:: EXERCISE MATERIAL ::
○ ○ ○ ○ ○ ○ ○

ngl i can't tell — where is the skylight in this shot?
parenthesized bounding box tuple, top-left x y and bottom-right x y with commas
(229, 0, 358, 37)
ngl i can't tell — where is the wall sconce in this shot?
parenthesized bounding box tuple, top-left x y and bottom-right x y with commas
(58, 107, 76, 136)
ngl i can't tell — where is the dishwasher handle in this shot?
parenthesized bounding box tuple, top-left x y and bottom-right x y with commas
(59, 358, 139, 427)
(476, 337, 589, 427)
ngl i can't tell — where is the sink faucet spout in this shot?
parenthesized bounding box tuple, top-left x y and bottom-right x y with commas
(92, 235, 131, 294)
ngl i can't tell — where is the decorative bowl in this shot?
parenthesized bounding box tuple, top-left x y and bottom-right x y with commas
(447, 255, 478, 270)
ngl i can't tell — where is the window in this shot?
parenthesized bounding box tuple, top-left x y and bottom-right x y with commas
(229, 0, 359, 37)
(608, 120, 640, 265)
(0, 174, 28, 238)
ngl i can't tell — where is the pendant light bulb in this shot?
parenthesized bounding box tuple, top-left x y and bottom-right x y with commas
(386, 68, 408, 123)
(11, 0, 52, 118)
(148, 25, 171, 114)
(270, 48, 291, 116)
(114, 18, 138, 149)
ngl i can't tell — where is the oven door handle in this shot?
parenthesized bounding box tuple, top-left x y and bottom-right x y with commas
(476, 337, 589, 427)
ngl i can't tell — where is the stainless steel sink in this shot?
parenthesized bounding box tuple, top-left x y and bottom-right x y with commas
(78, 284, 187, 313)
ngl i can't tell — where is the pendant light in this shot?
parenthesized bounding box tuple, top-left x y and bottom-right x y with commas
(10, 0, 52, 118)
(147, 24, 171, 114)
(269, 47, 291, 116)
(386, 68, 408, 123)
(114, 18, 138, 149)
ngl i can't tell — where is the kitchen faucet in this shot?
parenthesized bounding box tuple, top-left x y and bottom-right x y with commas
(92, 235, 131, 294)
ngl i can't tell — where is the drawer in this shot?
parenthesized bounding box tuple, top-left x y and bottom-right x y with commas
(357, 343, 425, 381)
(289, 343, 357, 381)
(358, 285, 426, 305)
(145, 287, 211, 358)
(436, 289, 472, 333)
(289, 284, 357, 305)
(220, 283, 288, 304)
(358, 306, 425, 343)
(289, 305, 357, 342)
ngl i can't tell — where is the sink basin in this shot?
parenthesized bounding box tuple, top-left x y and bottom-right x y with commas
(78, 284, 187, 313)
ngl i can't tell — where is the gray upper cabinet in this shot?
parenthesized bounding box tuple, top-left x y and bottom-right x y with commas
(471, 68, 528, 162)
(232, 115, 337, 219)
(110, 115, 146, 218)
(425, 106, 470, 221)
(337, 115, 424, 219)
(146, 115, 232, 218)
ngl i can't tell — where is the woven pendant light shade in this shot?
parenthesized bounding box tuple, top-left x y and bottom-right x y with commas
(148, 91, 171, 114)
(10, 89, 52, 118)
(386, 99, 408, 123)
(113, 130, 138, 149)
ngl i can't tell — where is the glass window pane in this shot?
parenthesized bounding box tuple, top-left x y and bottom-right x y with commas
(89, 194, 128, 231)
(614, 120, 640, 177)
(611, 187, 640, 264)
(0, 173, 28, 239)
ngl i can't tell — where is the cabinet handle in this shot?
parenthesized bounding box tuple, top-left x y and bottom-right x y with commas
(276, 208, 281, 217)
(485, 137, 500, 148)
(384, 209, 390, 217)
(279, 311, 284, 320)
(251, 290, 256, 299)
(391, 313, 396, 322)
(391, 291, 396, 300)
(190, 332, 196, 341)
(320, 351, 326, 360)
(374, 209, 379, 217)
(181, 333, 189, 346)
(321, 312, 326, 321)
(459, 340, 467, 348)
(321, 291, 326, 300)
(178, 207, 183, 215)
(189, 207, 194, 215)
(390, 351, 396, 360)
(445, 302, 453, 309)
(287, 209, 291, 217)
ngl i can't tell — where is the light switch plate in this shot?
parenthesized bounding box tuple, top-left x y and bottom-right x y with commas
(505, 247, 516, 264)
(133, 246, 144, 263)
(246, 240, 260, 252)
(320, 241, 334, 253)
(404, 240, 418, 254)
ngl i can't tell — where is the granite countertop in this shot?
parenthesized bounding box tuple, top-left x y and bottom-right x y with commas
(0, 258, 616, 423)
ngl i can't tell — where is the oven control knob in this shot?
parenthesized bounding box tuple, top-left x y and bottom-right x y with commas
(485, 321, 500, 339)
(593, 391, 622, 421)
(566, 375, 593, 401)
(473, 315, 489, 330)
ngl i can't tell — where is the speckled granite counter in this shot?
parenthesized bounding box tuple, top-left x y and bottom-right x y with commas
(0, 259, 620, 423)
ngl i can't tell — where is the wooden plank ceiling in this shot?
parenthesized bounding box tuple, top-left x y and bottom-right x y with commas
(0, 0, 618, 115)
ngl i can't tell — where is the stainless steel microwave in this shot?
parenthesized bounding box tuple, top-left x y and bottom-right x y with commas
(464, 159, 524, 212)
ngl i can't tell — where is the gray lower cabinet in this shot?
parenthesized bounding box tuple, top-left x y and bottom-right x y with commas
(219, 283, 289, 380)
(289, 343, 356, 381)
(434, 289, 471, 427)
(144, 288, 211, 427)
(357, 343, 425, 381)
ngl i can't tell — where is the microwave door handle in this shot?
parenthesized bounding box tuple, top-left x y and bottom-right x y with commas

○ ○ ○ ○ ○ ○ ○

:: WORK REQUEST ::
Your task is to retype all the records above with nothing left out.

:: RESULT FOR THIS TASK ::
ngl i can't tell — where is the skylight in this shot?
parenthesized bounding box tuple, top-left x y and bottom-right x y with commas
(229, 0, 358, 37)
ngl i can't tell — where is the wall sconce in this shot?
parenthesized bounding box tuple, top-left x y and bottom-right x y with commas
(58, 107, 76, 136)
ngl i can't tell — where is the dishwasher handle in this shot?
parenthesized bounding box tuple, top-left x y and bottom-right x y with commas
(59, 358, 139, 427)
(476, 337, 589, 427)
ngl i can't tell — where is the sink faucet spout in this shot?
parenthesized bounding box tuple, top-left x y and bottom-right x y with commas
(92, 235, 131, 294)
ngl i can't tell — where is the decorative bowl in this shot?
parenthesized bounding box tuple, top-left x y and bottom-right x y with commas
(447, 255, 478, 270)
ngl i can't tell — where is the window in this shot?
parenthesized bounding box tuple, top-left x y and bottom-right x y with commas
(229, 0, 359, 37)
(608, 120, 640, 265)
(0, 174, 28, 238)
ngl i can't tell — where is the pendant light bulb in this shot?
parenthesized bounding box tuple, top-left x y and bottom-right x y with commas
(386, 68, 408, 123)
(11, 0, 52, 118)
(148, 25, 171, 114)
(270, 48, 291, 116)
(114, 18, 138, 149)
ngl i can't tell — where is the oven door handle in this shot?
parenthesized bounding box tuple, top-left x y and bottom-right x y with commas
(476, 337, 589, 427)
ngl i can't tell — where is the stainless steel sink in this shot?
parenthesized bounding box tuple, top-left x y and bottom-right x y with commas
(78, 284, 187, 313)
ngl i can't tell — where is the pendant light in this shot?
parenthesized bounding box tuple, top-left x y and bottom-right x y with commas
(10, 0, 52, 118)
(147, 24, 171, 114)
(269, 47, 291, 116)
(386, 68, 408, 123)
(114, 18, 138, 149)
ngl i can't tell — where is the kitchen faucet in this shot?
parenthesized bounding box tuple, top-left x y and bottom-right x y with commas
(92, 235, 131, 294)
ngl i can't tell — where is the drawer in this shot?
parenthesized bounding box tuple, top-left x y and bottom-right x y with commas
(357, 343, 425, 381)
(289, 343, 357, 381)
(358, 285, 426, 305)
(145, 287, 211, 358)
(436, 289, 472, 333)
(289, 284, 357, 305)
(220, 283, 288, 304)
(358, 306, 425, 343)
(289, 305, 357, 342)
ngl i can't tell — where is the sink basin in this shot?
parenthesized bounding box tuple, top-left x y and bottom-right x y with commas
(78, 284, 187, 313)
ngl i can't tell — where is the gray upper cabinet in this shot?
parenthesized bounding box tuple, top-left x y and bottom-right x y with commas
(471, 68, 528, 162)
(232, 115, 337, 219)
(110, 115, 146, 218)
(425, 106, 470, 221)
(337, 115, 424, 219)
(146, 115, 232, 218)
ngl i can't tell — where is the woven pendant light shade in this shot?
parenthesized bounding box tuple, top-left x y and bottom-right x y with commas
(148, 91, 171, 114)
(10, 89, 52, 118)
(386, 99, 408, 123)
(113, 130, 138, 149)
ngl i can't tell — where is the glass window pane in this shot?
parenthesized bounding box tuple, top-left x y and bottom-right x y with commas
(89, 194, 128, 231)
(614, 120, 640, 177)
(611, 187, 640, 264)
(0, 173, 28, 239)
ngl i can't tell — where is the cabinet handle in this shot?
parenthesized bounding box tuple, top-left x y and bottom-right x y with commas
(276, 208, 281, 217)
(485, 137, 500, 148)
(384, 209, 390, 217)
(279, 311, 284, 320)
(251, 290, 256, 299)
(391, 313, 396, 322)
(391, 291, 396, 300)
(190, 332, 196, 341)
(320, 351, 326, 360)
(374, 209, 379, 217)
(181, 333, 189, 346)
(321, 312, 326, 321)
(459, 340, 467, 348)
(321, 291, 326, 300)
(178, 207, 183, 215)
(189, 207, 194, 215)
(390, 351, 396, 360)
(445, 302, 453, 309)
(287, 209, 291, 217)
ngl i can't tell — where is the light switch plate in this shot?
parenthesized bounding box tuple, top-left x y and bottom-right x y with commas
(505, 247, 516, 264)
(133, 246, 144, 263)
(246, 240, 260, 252)
(320, 241, 334, 253)
(404, 240, 418, 254)
ngl i can't tell — where is the granite countertop in this shot?
parenthesized bounding box tuple, top-left x y and bottom-right x y with commas
(0, 258, 616, 423)
ngl i can't tell — where is the oven control knob in this shot?
parenthesized bounding box tuple, top-left x y and bottom-right x y with commas
(485, 321, 500, 339)
(593, 391, 622, 421)
(566, 375, 593, 401)
(473, 315, 489, 330)
ngl i can't tell — where is the speckled granite counter in this shot?
parenthesized bounding box tuple, top-left x y and bottom-right x y with commas
(0, 259, 620, 423)
ngl i can't tell — where is the wooden plank ceiling in this shot?
parenthesized bounding box tuple, top-left x y and bottom-right x y with commas
(0, 0, 618, 115)
ngl i can't tell — where is the stainless steel microwave in this shot?
parenthesized bounding box tuple, top-left x y and bottom-right x y with commas
(464, 159, 524, 212)
ngl i can't tell — where is the gray lower cabinet in this shot?
parenthesized bounding box tuple, top-left x y and bottom-right x y with commas
(219, 283, 289, 380)
(289, 343, 356, 381)
(434, 289, 471, 427)
(144, 288, 211, 427)
(357, 343, 425, 381)
ngl i can't tell — where is the microwave door handle in this shot?
parenthesized bounding box tuple, top-left x y and bottom-right x y with commas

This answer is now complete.